#### Data supplied
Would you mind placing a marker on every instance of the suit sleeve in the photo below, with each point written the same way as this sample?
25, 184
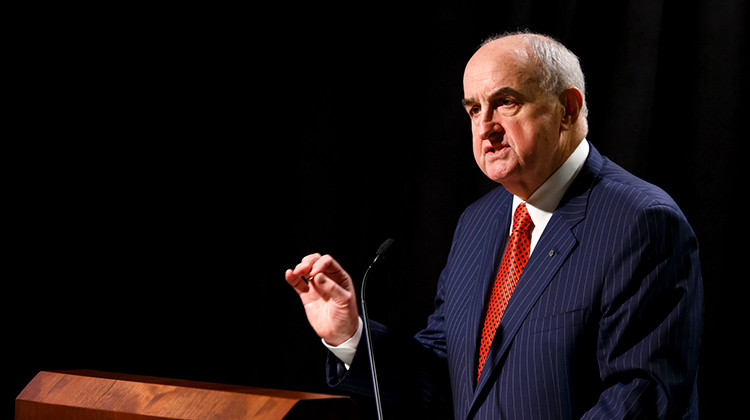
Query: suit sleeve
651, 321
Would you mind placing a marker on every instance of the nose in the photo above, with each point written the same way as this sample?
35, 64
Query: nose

...

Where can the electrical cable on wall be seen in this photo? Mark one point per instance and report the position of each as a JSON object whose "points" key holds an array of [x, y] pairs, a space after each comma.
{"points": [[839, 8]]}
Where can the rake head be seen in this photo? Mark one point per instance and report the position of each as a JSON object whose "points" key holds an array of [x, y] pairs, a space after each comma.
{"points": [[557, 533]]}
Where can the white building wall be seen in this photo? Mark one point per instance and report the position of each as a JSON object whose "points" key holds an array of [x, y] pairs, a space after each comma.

==

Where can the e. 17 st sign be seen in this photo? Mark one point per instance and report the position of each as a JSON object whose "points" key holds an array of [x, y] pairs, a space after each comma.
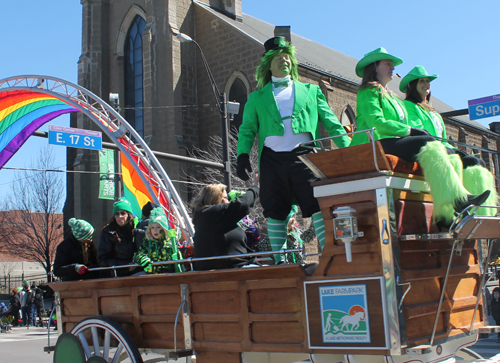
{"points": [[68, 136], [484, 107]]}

#### Assignment
Within the listing above, the lines starting at the one containing "of the suit" and ending at the one containing "Query: nose" are to be returned exactly. Omit the pictures.

#### Your solution
Would you mind placing a marker on every instance of the suit sleeve in the photo below, with each point written the same way as this sample?
25, 184
Query: suit sleeve
651, 321
Would you mind placing a marker on every instance of the nose in the photo above, with each point written the same way as this sample?
35, 64
Query: nose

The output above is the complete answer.